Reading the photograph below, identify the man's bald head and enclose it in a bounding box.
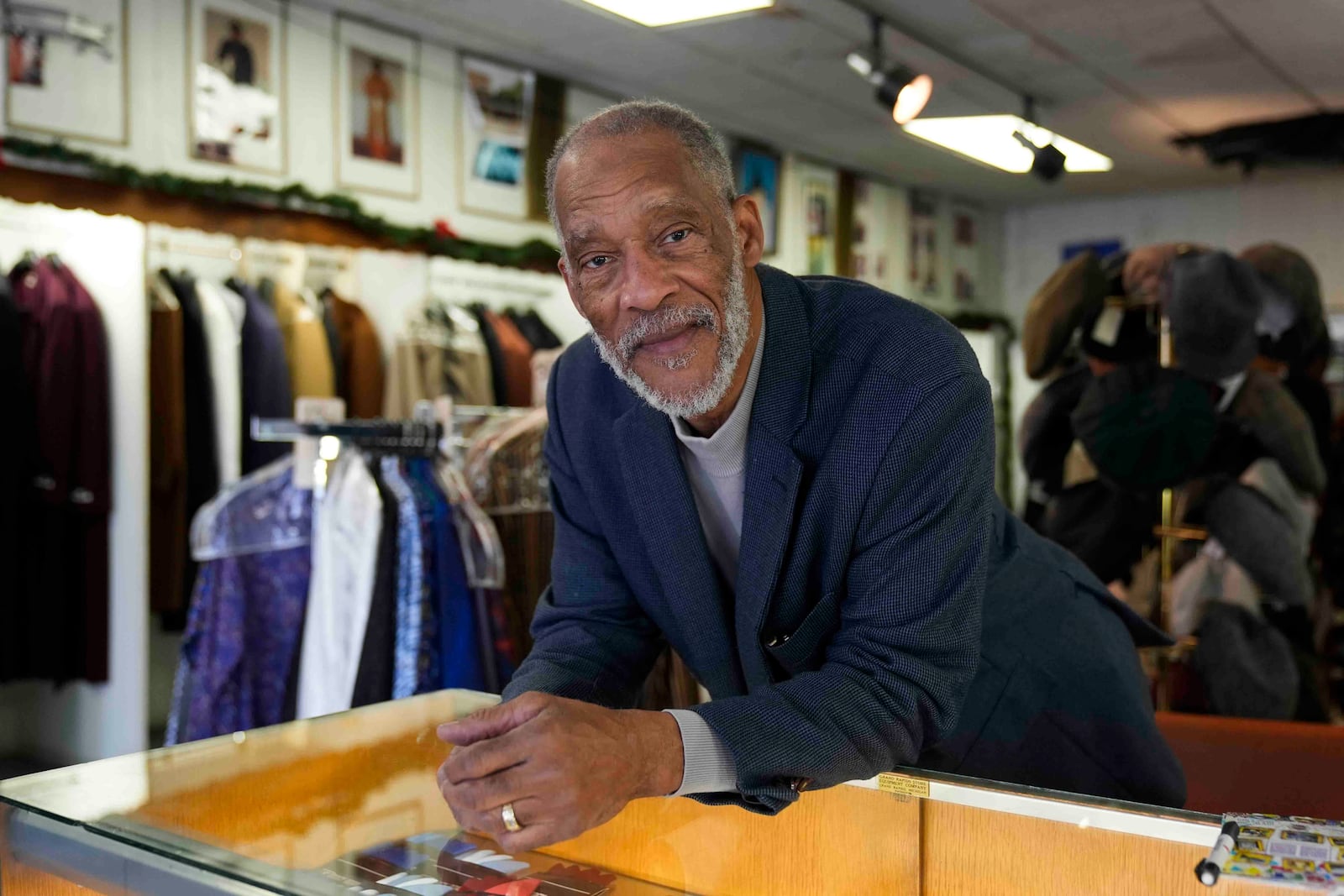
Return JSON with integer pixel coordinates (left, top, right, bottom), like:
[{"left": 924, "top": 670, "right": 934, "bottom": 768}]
[{"left": 546, "top": 99, "right": 737, "bottom": 238}]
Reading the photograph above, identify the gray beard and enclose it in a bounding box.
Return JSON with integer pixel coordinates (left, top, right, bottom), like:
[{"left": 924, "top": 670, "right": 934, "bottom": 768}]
[{"left": 593, "top": 249, "right": 751, "bottom": 418}]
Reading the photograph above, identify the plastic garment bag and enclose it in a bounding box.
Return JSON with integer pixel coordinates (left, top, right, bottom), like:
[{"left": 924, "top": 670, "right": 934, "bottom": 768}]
[{"left": 191, "top": 455, "right": 312, "bottom": 563}]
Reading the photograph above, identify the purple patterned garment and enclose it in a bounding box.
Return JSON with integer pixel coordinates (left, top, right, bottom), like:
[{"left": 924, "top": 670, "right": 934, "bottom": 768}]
[{"left": 166, "top": 470, "right": 312, "bottom": 744}]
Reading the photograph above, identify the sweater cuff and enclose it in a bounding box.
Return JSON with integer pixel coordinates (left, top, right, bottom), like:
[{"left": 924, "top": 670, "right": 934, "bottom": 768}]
[{"left": 663, "top": 710, "right": 738, "bottom": 797}]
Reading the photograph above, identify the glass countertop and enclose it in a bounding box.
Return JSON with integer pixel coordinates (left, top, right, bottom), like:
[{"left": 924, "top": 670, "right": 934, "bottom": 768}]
[{"left": 0, "top": 690, "right": 674, "bottom": 896}]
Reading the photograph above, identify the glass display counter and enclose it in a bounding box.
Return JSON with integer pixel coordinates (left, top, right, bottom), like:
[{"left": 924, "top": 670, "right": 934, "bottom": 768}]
[{"left": 0, "top": 692, "right": 1263, "bottom": 896}]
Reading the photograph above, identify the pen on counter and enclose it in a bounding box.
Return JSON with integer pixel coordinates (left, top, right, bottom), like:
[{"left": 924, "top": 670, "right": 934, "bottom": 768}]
[{"left": 1194, "top": 820, "right": 1242, "bottom": 887}]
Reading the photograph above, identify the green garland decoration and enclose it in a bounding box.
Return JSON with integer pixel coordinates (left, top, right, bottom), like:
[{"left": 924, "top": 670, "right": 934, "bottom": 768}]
[{"left": 3, "top": 134, "right": 559, "bottom": 271}]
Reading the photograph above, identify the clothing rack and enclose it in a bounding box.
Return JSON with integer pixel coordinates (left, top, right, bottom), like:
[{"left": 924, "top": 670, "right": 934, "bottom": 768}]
[{"left": 251, "top": 418, "right": 444, "bottom": 457}]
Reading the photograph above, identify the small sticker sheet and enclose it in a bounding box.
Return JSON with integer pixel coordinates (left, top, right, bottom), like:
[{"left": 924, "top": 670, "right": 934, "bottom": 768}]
[{"left": 1223, "top": 814, "right": 1344, "bottom": 896}]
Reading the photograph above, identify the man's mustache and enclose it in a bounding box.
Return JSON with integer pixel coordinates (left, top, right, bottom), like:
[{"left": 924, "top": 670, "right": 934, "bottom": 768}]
[{"left": 616, "top": 305, "right": 719, "bottom": 361}]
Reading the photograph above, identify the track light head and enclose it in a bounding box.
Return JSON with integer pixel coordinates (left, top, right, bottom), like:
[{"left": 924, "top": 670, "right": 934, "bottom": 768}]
[
  {"left": 878, "top": 65, "right": 932, "bottom": 125},
  {"left": 1012, "top": 130, "right": 1064, "bottom": 184},
  {"left": 845, "top": 15, "right": 932, "bottom": 125}
]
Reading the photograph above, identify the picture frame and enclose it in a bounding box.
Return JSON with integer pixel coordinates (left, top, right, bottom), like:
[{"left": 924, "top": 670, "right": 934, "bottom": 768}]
[
  {"left": 457, "top": 54, "right": 536, "bottom": 220},
  {"left": 332, "top": 15, "right": 421, "bottom": 200},
  {"left": 732, "top": 141, "right": 784, "bottom": 257},
  {"left": 186, "top": 0, "right": 289, "bottom": 176},
  {"left": 909, "top": 190, "right": 942, "bottom": 298},
  {"left": 4, "top": 0, "right": 130, "bottom": 146},
  {"left": 952, "top": 203, "right": 984, "bottom": 305},
  {"left": 798, "top": 163, "right": 840, "bottom": 275}
]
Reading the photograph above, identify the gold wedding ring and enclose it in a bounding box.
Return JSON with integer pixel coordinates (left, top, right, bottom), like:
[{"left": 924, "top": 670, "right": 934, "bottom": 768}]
[{"left": 500, "top": 804, "right": 522, "bottom": 834}]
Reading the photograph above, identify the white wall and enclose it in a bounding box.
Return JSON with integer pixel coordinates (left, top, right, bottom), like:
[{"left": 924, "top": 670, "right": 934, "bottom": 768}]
[
  {"left": 0, "top": 199, "right": 150, "bottom": 762},
  {"left": 764, "top": 153, "right": 1003, "bottom": 314},
  {"left": 0, "top": 0, "right": 1001, "bottom": 311},
  {"left": 1003, "top": 175, "right": 1344, "bottom": 322}
]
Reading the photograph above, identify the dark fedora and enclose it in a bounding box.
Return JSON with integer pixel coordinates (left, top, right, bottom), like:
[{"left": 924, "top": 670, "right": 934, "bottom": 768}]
[
  {"left": 1165, "top": 253, "right": 1263, "bottom": 383},
  {"left": 1078, "top": 296, "right": 1161, "bottom": 364},
  {"left": 1071, "top": 361, "right": 1218, "bottom": 489},
  {"left": 1205, "top": 482, "right": 1313, "bottom": 607},
  {"left": 1226, "top": 369, "right": 1326, "bottom": 495},
  {"left": 1241, "top": 244, "right": 1328, "bottom": 368},
  {"left": 1021, "top": 253, "right": 1107, "bottom": 380}
]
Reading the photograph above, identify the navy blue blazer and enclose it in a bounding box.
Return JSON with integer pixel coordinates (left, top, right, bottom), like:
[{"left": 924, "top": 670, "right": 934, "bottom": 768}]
[
  {"left": 504, "top": 265, "right": 995, "bottom": 811},
  {"left": 504, "top": 266, "right": 1185, "bottom": 811},
  {"left": 918, "top": 501, "right": 1185, "bottom": 807}
]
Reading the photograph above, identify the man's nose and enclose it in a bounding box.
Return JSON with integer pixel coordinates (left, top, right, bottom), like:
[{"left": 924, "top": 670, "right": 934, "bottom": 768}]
[{"left": 621, "top": 250, "right": 677, "bottom": 312}]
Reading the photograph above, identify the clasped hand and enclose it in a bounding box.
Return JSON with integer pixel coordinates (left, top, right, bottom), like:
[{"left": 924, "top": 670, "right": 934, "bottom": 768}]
[{"left": 438, "top": 692, "right": 683, "bottom": 851}]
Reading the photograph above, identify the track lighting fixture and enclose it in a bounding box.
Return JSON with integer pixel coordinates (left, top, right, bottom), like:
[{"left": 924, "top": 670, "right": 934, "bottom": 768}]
[
  {"left": 845, "top": 16, "right": 932, "bottom": 125},
  {"left": 1012, "top": 97, "right": 1066, "bottom": 184},
  {"left": 1012, "top": 130, "right": 1064, "bottom": 184}
]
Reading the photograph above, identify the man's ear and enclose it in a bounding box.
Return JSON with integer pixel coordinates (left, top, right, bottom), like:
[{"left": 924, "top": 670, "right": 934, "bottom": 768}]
[
  {"left": 732, "top": 193, "right": 764, "bottom": 269},
  {"left": 555, "top": 255, "right": 587, "bottom": 320}
]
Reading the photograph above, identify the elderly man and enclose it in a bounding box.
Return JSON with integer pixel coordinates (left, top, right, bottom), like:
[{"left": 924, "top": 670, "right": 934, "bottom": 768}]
[{"left": 438, "top": 102, "right": 1183, "bottom": 851}]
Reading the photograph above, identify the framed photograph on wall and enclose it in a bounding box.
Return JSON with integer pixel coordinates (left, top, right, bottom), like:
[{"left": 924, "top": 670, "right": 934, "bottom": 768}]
[
  {"left": 186, "top": 0, "right": 286, "bottom": 175},
  {"left": 4, "top": 0, "right": 130, "bottom": 146},
  {"left": 800, "top": 165, "right": 838, "bottom": 275},
  {"left": 952, "top": 204, "right": 979, "bottom": 305},
  {"left": 910, "top": 190, "right": 941, "bottom": 296},
  {"left": 459, "top": 56, "right": 536, "bottom": 219},
  {"left": 852, "top": 177, "right": 903, "bottom": 293},
  {"left": 334, "top": 16, "right": 421, "bottom": 199},
  {"left": 732, "top": 143, "right": 781, "bottom": 255}
]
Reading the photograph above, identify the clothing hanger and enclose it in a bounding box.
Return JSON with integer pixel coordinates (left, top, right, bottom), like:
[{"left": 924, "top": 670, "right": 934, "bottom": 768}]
[{"left": 434, "top": 457, "right": 506, "bottom": 589}]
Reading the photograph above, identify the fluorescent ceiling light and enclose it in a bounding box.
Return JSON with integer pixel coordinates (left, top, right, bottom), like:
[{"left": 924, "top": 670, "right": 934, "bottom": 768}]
[
  {"left": 572, "top": 0, "right": 774, "bottom": 29},
  {"left": 903, "top": 116, "right": 1116, "bottom": 175}
]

◆ BRIEF:
Return exactly the lines of the data, and only those, from the line with "Reading the photograph above, identify the elderly" through the last line, inclusive.

◆ EXERCISE RESPONSE:
Reading the photograph above, identify the elderly man and enclose it in a bounding box.
Return JSON with integer pixel coordinates (left, top, right, bottom), like:
[{"left": 924, "top": 670, "right": 934, "bottom": 768}]
[{"left": 438, "top": 102, "right": 1183, "bottom": 851}]
Reading the photograph above, identify the framed photograph on wall and enclose it in a bounding box.
Return JSON with integer pixel coordinates (left, top, right, bottom), like:
[{"left": 924, "top": 670, "right": 934, "bottom": 768}]
[
  {"left": 186, "top": 0, "right": 286, "bottom": 175},
  {"left": 4, "top": 0, "right": 130, "bottom": 146},
  {"left": 800, "top": 165, "right": 838, "bottom": 275},
  {"left": 952, "top": 204, "right": 979, "bottom": 305},
  {"left": 910, "top": 190, "right": 941, "bottom": 296},
  {"left": 459, "top": 56, "right": 536, "bottom": 219},
  {"left": 852, "top": 177, "right": 903, "bottom": 293},
  {"left": 334, "top": 16, "right": 421, "bottom": 199},
  {"left": 732, "top": 143, "right": 781, "bottom": 255}
]
Reading the photograph above, identify the clothing hanger and enclose it in a bounding box.
Return JSON with integer pixel coordinates (left, top, right, bottom), like:
[{"left": 924, "top": 670, "right": 934, "bottom": 768}]
[{"left": 434, "top": 457, "right": 506, "bottom": 589}]
Reading the photograph above, identify the fluorescent ceiling light and enclose it in a bounding box.
Return JSON with integer pixel coordinates (left, top, right, bottom), like:
[{"left": 924, "top": 670, "right": 934, "bottom": 768}]
[
  {"left": 572, "top": 0, "right": 774, "bottom": 29},
  {"left": 903, "top": 116, "right": 1116, "bottom": 175}
]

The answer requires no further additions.